## TASK DETAILS
Every entry should be repeated exactly. Omit the pictures.

## GIVEN RECORDS
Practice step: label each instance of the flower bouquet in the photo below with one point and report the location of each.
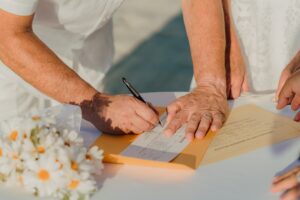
(44, 154)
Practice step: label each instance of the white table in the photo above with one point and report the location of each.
(246, 177)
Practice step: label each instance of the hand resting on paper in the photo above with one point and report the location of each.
(203, 109)
(288, 183)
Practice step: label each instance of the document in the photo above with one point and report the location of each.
(249, 128)
(154, 145)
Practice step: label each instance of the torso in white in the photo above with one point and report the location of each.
(269, 32)
(78, 31)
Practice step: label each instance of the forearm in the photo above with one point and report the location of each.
(232, 41)
(204, 21)
(32, 60)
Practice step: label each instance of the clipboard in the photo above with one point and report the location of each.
(189, 158)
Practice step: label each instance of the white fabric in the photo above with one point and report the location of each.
(19, 7)
(269, 32)
(78, 31)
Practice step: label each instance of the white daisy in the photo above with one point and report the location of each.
(45, 175)
(95, 156)
(11, 159)
(72, 138)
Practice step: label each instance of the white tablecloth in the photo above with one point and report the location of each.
(246, 177)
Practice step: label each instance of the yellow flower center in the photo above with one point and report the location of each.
(74, 166)
(13, 135)
(36, 118)
(88, 157)
(44, 175)
(74, 184)
(15, 156)
(41, 150)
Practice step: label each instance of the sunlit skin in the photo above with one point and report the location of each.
(206, 106)
(25, 54)
(287, 184)
(288, 91)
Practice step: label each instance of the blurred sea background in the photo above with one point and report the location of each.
(151, 48)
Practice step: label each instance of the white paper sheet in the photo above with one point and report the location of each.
(154, 145)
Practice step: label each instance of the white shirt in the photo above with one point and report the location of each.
(269, 31)
(270, 36)
(78, 31)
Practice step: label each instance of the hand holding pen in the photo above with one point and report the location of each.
(137, 95)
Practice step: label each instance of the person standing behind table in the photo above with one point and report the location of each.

## RESPONSE
Practice step: label each instance of the flower bouquet in the photo below with one point and report the location of each.
(44, 154)
Practice step: label each instance of the white table in the photo above with one point and report the location of each.
(246, 177)
Practice step: label each instance of the hand resting on paper in the photo above with one point and report the location of each.
(203, 109)
(288, 183)
Practice step: label each instance of the document in the photo above with one point and report the location of each.
(249, 128)
(154, 145)
Practice step: label each instance of the torso in white in the photo above with one point and report the location of each.
(269, 32)
(78, 31)
Practice step: label each instance of the forearm in the photo above with one point and report the location of each.
(232, 41)
(204, 21)
(32, 60)
Practice step: label each instance of the clipboard in the photo above with one point and report the location of each.
(189, 158)
Practice step: label each instance of the white fabric in the photo above with one point and report the location of each.
(19, 7)
(269, 32)
(78, 31)
Practice step: label each instance of the white daisy in the photo above with one point and report the location of each.
(45, 175)
(95, 156)
(11, 159)
(72, 138)
Practice step: label each instance of the white tablecloth in the photo above with one point and report the location of each.
(246, 177)
Practice step: label each instance of the yellow flower center in the photo above with one point and report the location of each.
(74, 166)
(13, 135)
(36, 118)
(88, 157)
(44, 175)
(74, 184)
(15, 156)
(41, 150)
Practice step: label each instance of the sunlit skin in the photo above with one point and report the location of each.
(206, 106)
(25, 54)
(287, 184)
(288, 91)
Practice step: label each instance of the blurred sea background in the photo above with one point and report the location of each.
(151, 48)
Practice step: label each instance of the white paper sheet in the photo above with one point and report the location of each.
(154, 145)
Practice step: label each instance of the white shirt in the photo above with one point and report the location of each.
(269, 31)
(270, 36)
(78, 31)
Practice step: label each instance of the hand holding pen in the photo above with one point and report the location of each.
(137, 95)
Practice step: label each instance of the person standing behind table in the photo above with one point and report the location of each.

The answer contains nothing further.